# [Work to be completed]
Give the lines again, unchanged, starting with the line containing "the wet sand" and ending with the last line of the data below.

# [Records supplied]
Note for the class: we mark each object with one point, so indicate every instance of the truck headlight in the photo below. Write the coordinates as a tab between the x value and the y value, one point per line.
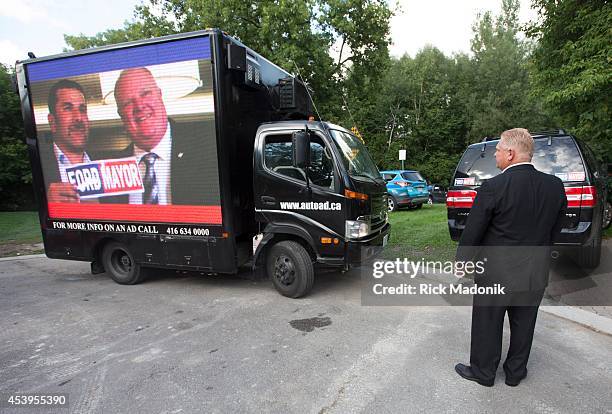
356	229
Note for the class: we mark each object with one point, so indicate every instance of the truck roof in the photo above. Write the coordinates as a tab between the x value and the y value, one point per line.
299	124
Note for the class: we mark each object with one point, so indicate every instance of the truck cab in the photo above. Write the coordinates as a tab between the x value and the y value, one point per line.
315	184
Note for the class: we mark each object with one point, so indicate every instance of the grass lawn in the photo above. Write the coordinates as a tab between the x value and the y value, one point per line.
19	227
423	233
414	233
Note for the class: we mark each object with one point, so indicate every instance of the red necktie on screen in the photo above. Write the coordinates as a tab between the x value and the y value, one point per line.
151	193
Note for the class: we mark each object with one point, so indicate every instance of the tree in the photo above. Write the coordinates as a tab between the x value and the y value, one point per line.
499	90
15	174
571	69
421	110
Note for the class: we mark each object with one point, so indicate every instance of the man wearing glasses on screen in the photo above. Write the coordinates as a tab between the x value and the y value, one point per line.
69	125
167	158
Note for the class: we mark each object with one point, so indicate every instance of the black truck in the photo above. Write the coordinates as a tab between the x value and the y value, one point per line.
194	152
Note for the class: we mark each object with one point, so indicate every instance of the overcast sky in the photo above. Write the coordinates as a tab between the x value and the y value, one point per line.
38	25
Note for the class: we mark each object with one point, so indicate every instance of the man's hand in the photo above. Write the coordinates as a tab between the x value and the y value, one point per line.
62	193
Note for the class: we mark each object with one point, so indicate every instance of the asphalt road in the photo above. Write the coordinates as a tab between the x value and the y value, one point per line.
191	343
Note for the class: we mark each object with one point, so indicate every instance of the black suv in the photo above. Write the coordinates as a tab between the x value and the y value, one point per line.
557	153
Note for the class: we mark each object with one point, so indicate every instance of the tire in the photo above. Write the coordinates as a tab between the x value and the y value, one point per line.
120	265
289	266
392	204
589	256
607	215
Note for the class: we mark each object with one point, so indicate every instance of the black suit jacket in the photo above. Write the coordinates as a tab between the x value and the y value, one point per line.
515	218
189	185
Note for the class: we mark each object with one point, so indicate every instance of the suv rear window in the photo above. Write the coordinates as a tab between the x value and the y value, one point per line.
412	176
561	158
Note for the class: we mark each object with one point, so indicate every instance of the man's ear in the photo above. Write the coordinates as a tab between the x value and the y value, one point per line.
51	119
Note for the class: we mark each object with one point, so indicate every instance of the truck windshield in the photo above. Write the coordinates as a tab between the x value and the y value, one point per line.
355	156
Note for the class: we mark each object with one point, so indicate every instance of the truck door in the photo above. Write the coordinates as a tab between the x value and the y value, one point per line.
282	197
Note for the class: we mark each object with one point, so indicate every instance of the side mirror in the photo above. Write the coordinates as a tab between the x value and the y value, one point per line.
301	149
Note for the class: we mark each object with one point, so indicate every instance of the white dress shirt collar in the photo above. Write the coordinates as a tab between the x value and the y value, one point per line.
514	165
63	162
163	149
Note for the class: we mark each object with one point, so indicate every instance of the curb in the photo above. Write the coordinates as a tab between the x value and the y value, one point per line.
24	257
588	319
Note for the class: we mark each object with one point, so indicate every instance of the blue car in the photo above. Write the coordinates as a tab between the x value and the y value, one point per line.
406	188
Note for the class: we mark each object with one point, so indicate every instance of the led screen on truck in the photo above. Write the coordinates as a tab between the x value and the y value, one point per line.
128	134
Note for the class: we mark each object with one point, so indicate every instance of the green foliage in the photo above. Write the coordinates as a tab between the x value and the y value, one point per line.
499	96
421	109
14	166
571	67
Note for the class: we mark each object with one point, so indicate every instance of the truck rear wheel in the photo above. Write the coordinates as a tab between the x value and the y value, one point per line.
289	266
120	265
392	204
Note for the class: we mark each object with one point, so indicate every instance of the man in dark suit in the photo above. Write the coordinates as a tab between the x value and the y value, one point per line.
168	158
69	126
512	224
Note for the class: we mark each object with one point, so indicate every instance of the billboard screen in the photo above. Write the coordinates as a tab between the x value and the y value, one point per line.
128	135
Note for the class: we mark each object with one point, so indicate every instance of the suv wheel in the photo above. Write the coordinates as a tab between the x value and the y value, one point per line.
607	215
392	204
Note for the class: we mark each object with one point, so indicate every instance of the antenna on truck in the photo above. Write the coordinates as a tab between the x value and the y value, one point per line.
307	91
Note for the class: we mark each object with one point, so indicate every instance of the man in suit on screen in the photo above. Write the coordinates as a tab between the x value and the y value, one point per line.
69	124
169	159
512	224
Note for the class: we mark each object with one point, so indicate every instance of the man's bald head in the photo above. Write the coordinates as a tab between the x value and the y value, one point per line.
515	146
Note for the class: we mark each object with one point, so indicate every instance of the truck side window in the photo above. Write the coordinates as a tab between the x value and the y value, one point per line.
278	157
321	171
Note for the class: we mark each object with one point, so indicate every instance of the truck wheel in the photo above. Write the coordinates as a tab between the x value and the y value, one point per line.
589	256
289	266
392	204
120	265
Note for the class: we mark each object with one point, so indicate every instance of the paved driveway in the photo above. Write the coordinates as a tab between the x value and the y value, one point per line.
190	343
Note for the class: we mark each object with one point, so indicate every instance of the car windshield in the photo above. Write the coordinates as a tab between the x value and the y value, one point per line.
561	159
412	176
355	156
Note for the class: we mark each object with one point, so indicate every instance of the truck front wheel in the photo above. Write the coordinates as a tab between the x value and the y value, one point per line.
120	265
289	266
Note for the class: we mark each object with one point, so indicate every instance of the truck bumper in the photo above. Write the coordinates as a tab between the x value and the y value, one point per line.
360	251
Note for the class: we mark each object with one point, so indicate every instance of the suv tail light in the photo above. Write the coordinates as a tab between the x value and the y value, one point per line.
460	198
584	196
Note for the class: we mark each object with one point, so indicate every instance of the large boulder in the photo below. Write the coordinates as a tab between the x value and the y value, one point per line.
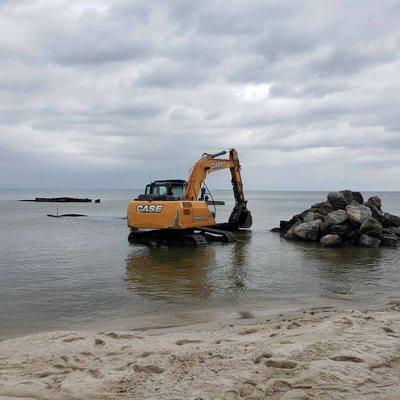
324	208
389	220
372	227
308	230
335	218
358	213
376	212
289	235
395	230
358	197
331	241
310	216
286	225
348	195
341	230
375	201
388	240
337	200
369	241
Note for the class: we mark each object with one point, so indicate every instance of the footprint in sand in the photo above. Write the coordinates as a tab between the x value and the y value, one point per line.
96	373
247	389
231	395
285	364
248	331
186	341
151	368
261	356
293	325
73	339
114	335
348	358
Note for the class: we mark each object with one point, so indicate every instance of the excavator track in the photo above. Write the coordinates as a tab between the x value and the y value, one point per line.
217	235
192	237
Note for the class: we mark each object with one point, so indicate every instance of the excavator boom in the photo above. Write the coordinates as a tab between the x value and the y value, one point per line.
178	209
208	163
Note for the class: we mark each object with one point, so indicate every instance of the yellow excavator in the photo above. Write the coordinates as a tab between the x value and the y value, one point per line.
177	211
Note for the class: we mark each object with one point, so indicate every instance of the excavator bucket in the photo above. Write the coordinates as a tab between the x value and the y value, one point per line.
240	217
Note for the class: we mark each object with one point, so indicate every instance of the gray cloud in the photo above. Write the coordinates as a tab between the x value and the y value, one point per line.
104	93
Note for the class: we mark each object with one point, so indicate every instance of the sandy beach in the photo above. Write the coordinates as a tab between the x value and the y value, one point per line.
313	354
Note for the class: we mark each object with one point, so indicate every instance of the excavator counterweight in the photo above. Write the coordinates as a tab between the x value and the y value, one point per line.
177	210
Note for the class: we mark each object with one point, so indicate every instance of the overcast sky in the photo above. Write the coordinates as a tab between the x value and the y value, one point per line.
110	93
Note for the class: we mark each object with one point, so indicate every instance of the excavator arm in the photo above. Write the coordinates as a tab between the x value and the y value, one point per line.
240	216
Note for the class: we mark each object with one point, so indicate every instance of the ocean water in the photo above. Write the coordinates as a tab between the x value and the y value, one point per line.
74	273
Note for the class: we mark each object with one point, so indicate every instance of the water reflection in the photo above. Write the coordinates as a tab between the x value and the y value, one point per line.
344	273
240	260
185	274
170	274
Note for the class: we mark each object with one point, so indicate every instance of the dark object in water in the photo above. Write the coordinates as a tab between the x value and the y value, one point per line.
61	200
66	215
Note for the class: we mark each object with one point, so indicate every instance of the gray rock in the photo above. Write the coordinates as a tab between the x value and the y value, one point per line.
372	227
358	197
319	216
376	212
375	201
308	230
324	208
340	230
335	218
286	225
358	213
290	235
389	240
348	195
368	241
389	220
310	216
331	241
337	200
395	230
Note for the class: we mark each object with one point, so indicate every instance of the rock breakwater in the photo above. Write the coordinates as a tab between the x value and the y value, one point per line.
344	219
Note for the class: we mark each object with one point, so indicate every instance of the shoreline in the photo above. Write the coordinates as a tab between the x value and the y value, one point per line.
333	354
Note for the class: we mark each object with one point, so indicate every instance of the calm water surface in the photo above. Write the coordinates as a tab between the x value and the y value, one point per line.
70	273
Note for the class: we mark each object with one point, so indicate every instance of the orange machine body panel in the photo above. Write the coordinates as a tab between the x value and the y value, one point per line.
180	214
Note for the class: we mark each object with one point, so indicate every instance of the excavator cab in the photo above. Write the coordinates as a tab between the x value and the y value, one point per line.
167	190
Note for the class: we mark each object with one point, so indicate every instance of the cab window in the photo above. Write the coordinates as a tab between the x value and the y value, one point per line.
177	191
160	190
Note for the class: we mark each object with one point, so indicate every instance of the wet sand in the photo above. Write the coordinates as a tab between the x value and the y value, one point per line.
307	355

# [Solution for this task]
Note for the class: we mark each object with one point, so indicate every instance of the wet sand in the photo above. Write the coordinates as a tab between the x value and the y value, one point per line.
307	355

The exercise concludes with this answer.